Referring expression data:
—————
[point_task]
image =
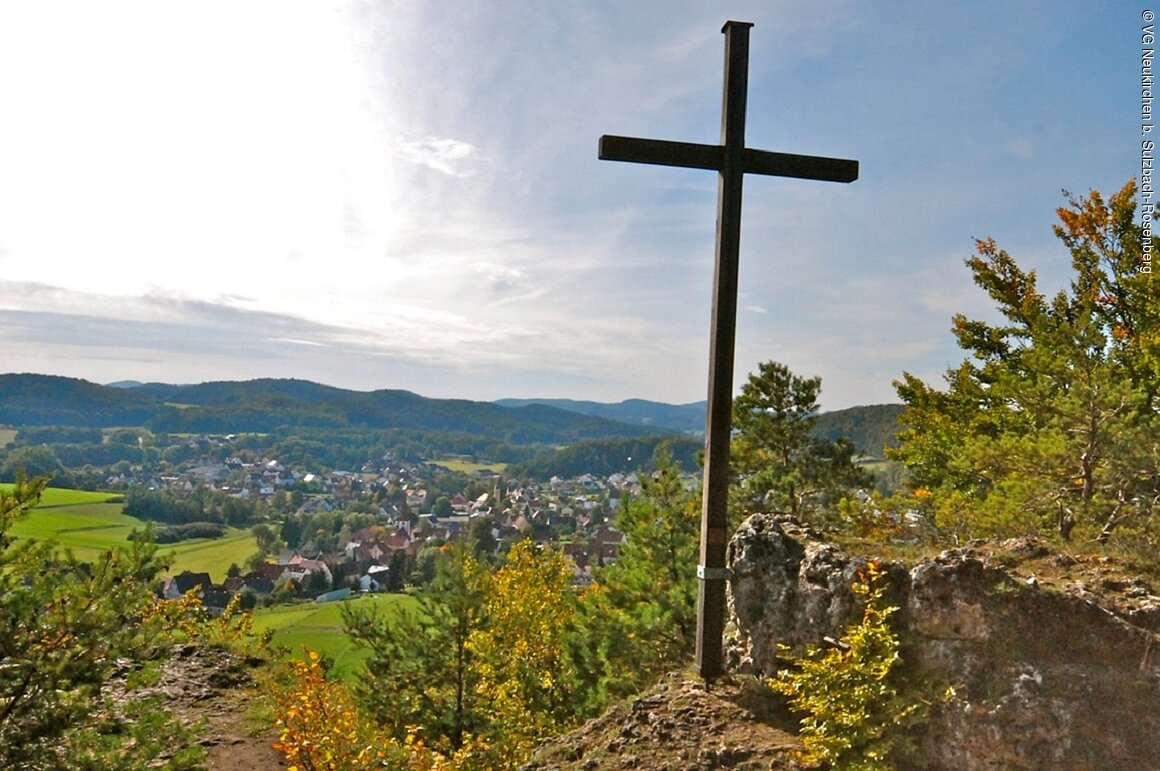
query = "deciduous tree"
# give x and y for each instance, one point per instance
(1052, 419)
—————
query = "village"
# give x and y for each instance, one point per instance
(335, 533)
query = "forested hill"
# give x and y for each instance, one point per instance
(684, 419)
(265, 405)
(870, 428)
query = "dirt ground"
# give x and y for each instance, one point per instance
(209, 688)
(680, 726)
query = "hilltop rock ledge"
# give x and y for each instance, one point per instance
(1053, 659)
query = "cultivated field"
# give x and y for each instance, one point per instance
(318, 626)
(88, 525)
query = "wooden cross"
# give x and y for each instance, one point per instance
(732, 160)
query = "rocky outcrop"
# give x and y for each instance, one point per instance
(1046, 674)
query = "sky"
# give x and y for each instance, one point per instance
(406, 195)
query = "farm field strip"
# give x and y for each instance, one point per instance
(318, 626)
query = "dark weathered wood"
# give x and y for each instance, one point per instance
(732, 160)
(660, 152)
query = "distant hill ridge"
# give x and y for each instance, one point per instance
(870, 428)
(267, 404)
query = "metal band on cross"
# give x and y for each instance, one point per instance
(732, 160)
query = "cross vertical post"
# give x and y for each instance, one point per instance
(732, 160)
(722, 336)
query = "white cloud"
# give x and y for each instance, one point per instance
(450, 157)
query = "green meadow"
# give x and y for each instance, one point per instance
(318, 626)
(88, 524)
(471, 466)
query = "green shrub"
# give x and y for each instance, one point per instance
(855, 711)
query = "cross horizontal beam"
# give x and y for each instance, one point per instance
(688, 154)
—————
* What the task asks: For every line in the data above that has the string "green", return that line.

* Result:
query = "green meadow"
query = "green shrub"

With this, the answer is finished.